Set exercise >>
Can you rewrite every line of the listing below as a numbered list, leaving out any blank lines?

* Start Record list *

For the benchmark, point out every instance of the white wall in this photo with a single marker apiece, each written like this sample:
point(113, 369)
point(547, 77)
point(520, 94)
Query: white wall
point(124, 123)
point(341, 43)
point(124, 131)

* End Record list *

Finished exercise >>
1. For the benchmark, point out every instance of the white wall in this photo with a single marker apiece, each written like this sample:
2. point(113, 369)
3. point(547, 77)
4. point(520, 94)
5. Query: white wall
6. point(124, 123)
7. point(341, 43)
8. point(124, 131)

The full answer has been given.